BEGIN Information shown
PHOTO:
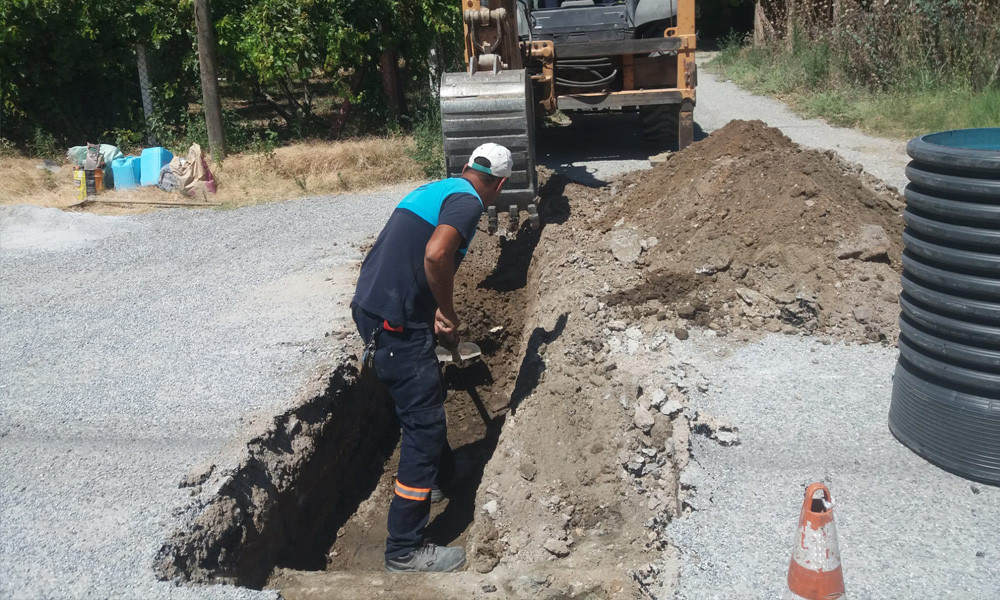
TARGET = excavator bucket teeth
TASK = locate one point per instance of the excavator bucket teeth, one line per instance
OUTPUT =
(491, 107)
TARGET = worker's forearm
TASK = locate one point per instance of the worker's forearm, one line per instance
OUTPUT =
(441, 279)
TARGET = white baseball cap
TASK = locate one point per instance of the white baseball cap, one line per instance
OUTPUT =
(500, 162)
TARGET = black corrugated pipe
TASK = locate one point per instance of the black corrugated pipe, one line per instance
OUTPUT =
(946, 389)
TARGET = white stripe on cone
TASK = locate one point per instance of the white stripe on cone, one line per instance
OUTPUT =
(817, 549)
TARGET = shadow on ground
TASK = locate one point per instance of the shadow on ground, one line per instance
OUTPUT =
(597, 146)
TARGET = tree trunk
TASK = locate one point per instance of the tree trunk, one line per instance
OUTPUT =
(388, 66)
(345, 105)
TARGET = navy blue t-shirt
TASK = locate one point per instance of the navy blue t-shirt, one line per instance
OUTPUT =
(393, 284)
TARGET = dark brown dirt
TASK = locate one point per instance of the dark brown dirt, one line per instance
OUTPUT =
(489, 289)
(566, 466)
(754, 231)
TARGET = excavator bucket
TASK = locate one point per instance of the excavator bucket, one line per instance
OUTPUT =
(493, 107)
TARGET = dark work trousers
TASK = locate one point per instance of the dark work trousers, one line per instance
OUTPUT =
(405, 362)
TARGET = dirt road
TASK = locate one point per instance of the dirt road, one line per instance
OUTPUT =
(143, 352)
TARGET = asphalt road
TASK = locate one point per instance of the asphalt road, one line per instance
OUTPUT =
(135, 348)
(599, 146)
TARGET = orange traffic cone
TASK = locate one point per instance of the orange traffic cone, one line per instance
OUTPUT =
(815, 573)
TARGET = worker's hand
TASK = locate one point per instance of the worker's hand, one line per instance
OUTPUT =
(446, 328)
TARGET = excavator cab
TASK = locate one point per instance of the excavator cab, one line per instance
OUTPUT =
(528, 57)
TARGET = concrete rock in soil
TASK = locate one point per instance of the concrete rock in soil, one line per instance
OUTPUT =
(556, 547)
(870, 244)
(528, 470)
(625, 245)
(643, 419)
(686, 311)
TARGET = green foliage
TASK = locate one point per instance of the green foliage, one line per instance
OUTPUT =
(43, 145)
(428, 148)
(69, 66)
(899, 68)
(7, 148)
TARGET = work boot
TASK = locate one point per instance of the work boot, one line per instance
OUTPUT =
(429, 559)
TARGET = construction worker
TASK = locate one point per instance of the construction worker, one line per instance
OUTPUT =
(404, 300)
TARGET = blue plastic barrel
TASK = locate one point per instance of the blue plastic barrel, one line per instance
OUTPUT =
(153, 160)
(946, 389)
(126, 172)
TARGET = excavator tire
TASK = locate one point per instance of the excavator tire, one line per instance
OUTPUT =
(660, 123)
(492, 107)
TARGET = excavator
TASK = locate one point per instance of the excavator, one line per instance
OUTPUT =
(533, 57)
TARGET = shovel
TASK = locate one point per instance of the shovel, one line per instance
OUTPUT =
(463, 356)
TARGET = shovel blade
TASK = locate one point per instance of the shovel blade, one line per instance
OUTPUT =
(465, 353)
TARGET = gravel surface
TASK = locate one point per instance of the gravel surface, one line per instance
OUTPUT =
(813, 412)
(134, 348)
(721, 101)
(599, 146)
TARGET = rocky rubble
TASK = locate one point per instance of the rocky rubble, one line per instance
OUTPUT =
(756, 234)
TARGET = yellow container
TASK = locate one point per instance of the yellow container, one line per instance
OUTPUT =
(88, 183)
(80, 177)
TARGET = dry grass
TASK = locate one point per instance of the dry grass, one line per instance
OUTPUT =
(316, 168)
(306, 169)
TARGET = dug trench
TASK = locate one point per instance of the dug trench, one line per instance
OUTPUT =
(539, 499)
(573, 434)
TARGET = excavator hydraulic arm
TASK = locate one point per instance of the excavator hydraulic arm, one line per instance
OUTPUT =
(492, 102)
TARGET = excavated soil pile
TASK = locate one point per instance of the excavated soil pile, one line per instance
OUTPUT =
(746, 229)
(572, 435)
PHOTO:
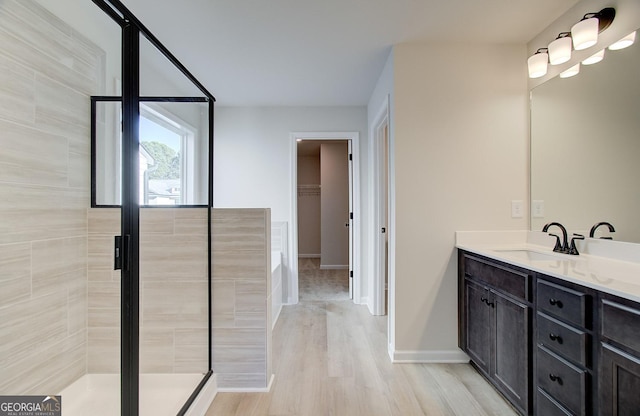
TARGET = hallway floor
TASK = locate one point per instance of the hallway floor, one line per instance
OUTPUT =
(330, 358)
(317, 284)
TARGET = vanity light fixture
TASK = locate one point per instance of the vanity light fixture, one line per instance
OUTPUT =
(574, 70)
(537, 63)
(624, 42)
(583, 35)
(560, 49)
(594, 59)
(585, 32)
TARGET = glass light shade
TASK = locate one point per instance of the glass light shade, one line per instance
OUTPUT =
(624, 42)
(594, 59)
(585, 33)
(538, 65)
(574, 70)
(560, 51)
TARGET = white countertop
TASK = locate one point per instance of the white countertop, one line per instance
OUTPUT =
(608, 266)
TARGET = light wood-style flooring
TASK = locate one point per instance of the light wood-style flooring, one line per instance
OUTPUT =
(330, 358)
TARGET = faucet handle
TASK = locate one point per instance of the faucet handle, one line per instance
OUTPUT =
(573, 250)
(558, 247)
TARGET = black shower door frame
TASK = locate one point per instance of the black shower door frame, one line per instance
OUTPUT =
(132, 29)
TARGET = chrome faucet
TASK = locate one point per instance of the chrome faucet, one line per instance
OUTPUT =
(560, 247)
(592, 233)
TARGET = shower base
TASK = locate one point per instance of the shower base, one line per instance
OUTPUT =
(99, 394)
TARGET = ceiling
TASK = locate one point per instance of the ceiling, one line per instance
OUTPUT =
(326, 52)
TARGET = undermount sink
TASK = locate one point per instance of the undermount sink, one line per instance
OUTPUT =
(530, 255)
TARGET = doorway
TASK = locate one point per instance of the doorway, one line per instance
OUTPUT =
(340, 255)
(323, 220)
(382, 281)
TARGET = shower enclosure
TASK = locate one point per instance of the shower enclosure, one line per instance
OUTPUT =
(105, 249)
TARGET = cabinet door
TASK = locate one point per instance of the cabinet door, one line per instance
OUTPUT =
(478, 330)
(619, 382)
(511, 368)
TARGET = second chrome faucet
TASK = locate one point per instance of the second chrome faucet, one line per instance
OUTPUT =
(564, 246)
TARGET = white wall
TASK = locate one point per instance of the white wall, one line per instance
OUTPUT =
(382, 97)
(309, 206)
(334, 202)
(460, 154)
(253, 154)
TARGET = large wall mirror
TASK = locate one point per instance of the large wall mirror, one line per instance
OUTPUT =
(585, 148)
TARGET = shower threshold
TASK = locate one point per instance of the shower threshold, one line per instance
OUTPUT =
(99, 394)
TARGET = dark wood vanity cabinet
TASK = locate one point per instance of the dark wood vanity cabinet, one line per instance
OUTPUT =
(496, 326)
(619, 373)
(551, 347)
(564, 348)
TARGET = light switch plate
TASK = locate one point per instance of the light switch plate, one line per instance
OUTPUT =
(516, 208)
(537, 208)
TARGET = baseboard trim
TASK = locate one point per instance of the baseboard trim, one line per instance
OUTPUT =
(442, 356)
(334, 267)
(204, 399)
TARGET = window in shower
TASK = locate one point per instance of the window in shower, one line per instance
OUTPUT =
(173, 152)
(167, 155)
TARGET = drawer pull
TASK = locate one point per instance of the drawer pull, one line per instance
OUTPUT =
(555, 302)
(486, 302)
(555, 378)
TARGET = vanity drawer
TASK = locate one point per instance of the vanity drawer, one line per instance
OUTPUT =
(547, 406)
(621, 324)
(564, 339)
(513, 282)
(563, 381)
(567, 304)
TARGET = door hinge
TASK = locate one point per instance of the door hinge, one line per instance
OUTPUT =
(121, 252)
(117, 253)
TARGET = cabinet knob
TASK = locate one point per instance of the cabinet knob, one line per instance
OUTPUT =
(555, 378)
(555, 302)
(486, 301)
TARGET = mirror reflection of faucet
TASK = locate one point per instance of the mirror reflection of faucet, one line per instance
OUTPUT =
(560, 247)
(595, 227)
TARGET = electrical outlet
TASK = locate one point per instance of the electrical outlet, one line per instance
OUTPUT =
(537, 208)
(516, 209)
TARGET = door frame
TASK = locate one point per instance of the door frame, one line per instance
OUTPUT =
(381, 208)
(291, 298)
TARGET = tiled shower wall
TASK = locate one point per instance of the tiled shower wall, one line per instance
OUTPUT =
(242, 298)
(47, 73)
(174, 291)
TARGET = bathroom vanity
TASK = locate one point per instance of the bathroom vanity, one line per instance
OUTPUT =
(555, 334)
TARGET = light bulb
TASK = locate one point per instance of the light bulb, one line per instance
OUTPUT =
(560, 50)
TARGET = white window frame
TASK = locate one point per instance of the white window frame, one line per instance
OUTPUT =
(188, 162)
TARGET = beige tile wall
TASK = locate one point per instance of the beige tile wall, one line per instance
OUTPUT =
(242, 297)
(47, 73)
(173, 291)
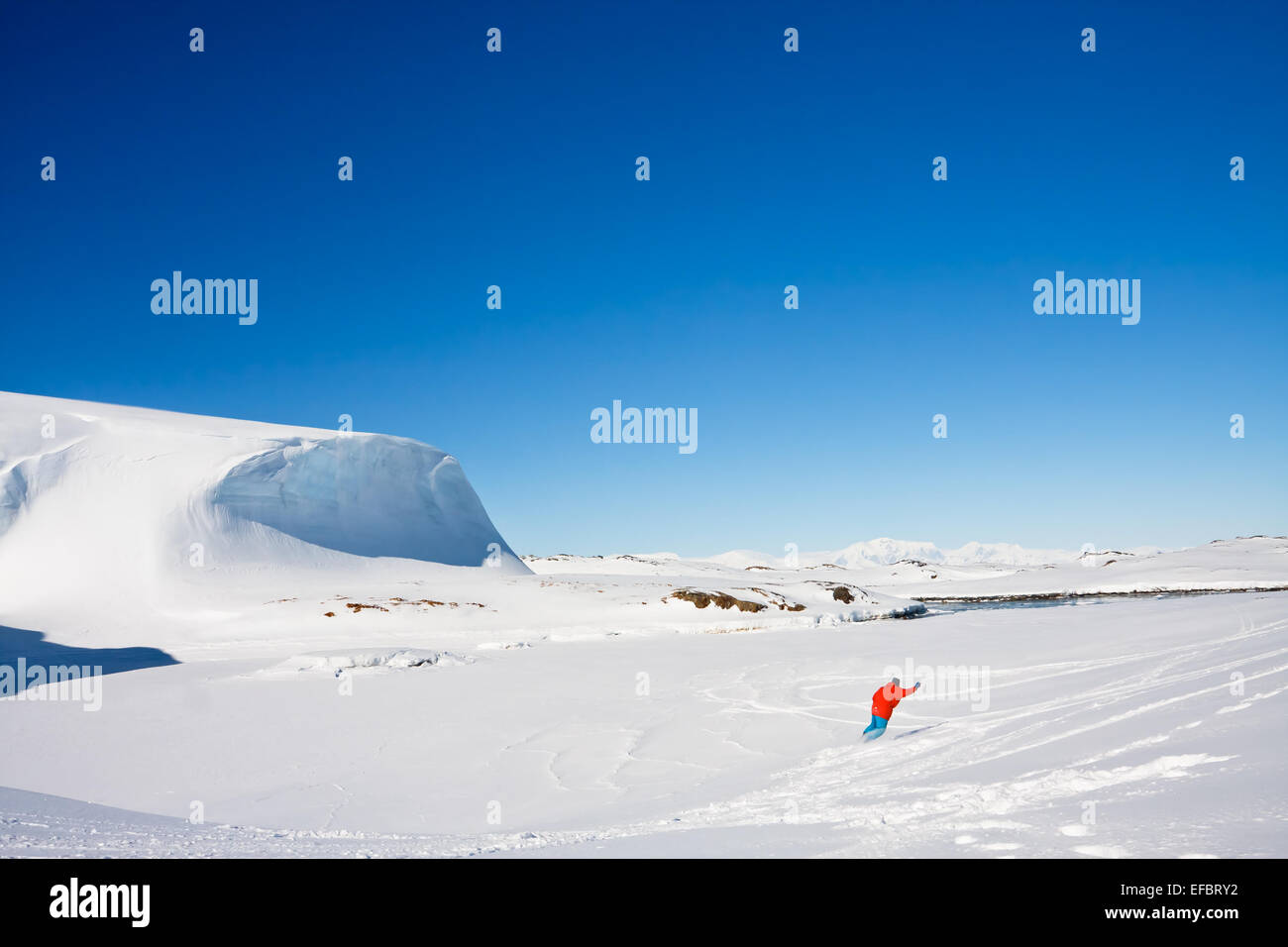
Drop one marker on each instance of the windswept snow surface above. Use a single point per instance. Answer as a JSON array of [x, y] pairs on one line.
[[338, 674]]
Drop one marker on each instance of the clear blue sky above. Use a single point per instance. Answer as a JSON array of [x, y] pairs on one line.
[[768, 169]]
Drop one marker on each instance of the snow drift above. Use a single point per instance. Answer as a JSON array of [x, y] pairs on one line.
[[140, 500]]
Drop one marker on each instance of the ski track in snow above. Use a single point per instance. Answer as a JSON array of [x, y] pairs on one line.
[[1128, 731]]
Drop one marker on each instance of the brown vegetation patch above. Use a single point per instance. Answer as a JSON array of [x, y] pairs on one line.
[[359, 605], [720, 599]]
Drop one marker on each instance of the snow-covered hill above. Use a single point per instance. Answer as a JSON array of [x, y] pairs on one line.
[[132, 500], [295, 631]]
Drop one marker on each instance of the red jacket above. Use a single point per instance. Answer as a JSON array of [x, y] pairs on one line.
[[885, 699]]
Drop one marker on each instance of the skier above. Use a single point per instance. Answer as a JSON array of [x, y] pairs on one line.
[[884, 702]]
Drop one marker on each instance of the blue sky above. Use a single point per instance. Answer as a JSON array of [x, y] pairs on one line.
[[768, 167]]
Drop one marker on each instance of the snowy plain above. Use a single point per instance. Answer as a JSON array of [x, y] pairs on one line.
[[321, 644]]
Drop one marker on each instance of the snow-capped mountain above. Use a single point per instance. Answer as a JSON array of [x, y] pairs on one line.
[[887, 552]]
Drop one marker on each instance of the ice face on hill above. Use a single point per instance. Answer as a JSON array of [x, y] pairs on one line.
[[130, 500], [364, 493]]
END Information shown
Task objective » Find the string "enclosure" in the entries above and return each line that holds it.

Reply »
TARGET = shower enclosure
TASK = locate one point per instance of the shower enclosure, one line per instance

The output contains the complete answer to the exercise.